## Exercise brief
Pick out every line in the rows below that contains the string "arched", treating uppercase and lowercase as different, and copy each of those lines in full.

[Position identification records]

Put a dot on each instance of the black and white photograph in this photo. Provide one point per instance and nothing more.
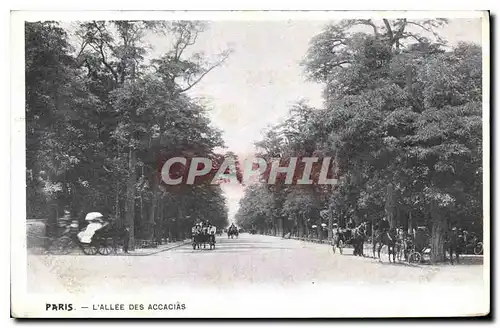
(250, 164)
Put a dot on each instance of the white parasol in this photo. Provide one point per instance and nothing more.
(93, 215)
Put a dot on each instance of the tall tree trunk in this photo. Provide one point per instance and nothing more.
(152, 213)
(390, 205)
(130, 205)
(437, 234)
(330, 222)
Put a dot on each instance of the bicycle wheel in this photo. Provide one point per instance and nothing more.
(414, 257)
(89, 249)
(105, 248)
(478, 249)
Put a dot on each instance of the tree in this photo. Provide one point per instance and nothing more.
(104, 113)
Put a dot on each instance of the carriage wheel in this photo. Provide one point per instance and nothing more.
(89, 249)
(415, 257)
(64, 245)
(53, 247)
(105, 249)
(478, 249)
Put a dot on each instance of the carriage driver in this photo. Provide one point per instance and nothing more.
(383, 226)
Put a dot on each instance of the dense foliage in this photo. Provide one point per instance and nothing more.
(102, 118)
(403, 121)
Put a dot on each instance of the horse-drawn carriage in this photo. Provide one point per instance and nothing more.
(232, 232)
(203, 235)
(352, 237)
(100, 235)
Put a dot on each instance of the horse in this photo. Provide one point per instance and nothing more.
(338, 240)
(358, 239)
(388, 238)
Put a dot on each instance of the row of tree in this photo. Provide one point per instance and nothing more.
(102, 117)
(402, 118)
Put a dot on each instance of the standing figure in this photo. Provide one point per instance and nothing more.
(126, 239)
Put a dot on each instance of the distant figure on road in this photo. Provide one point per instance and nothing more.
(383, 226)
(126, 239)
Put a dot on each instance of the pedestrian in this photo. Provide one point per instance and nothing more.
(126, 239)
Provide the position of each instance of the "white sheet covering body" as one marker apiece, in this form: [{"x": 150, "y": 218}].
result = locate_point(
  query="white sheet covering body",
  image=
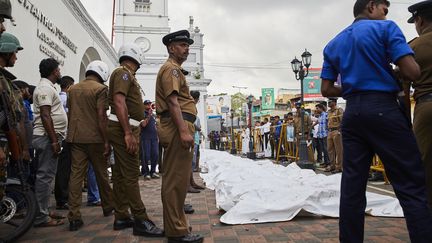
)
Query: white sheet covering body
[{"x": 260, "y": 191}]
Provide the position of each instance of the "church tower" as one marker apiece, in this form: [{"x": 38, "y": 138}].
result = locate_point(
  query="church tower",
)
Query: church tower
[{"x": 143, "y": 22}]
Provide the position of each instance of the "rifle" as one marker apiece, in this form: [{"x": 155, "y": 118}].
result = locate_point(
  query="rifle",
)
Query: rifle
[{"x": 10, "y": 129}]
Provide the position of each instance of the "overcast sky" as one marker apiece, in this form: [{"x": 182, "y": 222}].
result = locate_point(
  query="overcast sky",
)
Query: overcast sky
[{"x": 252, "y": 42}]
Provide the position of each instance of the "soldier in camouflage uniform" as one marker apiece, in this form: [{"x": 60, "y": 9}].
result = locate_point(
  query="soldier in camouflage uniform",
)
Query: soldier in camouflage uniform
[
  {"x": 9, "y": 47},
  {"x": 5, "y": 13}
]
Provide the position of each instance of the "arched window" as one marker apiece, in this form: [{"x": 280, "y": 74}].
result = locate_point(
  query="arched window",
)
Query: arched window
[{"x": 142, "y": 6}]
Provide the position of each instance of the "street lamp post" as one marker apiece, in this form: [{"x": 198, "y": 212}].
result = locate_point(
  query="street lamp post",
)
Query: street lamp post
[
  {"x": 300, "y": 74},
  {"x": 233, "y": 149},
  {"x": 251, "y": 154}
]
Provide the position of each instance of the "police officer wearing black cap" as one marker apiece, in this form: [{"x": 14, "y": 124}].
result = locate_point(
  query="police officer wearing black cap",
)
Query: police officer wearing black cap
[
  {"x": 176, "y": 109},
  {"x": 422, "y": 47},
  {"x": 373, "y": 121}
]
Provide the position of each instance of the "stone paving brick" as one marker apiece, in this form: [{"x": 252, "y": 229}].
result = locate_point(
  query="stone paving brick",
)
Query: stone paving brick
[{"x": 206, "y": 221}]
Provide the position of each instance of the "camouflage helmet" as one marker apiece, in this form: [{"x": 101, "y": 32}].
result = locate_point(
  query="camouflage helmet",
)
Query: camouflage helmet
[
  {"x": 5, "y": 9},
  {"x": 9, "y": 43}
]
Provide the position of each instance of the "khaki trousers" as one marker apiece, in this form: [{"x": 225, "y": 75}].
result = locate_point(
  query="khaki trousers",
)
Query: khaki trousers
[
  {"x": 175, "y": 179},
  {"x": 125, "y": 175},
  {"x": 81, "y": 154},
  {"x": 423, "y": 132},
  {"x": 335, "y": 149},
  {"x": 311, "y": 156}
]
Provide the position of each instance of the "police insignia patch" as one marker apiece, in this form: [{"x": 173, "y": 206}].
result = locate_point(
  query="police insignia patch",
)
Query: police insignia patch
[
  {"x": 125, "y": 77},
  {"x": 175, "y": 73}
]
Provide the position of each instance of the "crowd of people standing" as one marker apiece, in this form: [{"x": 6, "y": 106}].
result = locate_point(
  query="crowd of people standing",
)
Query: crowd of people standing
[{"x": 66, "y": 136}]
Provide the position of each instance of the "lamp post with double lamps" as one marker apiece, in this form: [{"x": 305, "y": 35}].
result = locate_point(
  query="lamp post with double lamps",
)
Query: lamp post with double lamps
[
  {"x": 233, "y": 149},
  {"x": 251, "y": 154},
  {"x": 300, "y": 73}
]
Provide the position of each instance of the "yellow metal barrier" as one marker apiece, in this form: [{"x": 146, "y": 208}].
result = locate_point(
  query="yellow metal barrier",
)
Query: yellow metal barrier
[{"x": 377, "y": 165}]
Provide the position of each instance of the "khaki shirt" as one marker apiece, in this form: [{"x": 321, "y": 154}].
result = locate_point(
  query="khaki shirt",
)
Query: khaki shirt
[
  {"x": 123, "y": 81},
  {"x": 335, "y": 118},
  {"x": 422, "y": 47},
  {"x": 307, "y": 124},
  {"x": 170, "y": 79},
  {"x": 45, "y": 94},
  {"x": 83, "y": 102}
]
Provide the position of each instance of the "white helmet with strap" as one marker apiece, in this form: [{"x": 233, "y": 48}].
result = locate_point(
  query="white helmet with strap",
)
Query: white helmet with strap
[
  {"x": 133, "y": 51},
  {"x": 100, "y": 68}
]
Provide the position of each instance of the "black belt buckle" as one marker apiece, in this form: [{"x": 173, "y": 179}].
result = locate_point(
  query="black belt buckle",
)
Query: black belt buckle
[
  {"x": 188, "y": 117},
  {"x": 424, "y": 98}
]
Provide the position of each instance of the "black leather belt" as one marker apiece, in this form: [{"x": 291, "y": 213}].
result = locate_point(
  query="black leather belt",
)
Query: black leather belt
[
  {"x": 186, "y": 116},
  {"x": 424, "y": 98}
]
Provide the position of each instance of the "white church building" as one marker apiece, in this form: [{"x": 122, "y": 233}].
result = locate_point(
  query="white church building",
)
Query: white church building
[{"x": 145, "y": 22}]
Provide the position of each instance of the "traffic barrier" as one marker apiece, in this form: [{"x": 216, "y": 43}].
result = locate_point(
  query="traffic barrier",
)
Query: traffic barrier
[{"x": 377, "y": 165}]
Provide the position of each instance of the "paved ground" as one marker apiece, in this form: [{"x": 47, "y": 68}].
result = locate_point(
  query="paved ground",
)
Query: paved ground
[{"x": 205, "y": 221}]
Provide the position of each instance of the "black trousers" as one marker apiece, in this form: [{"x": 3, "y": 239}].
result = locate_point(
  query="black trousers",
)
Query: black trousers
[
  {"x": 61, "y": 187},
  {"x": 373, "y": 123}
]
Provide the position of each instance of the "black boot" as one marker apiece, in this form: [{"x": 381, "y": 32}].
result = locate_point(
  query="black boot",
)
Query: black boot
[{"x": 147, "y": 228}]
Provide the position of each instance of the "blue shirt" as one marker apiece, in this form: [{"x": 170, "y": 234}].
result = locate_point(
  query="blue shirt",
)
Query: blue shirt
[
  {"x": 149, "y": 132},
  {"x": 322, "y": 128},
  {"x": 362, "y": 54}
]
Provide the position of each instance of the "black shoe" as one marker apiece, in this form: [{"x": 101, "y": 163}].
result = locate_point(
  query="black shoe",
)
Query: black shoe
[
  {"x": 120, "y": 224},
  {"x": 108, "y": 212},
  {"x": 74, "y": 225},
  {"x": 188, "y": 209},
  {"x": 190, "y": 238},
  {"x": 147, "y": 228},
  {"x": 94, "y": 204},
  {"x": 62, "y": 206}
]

## Task response
Provide the position of each instance of the "arched window" as one marker apiece, in this form: [{"x": 280, "y": 74}].
  query="arched window",
Query: arched window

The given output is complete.